Coordinate annotation records:
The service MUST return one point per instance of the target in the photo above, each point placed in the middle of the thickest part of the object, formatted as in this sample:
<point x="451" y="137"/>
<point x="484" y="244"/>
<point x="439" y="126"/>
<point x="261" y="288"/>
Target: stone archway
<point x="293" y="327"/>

Task instructions: Return every line of the records above without any changes.

Full solution:
The service MUST return one point per instance of the target in the photo above, each point placed in the middle of the thickest part of the object, formatted as in this sample:
<point x="451" y="137"/>
<point x="484" y="244"/>
<point x="439" y="126"/>
<point x="261" y="288"/>
Target: stone archway
<point x="293" y="327"/>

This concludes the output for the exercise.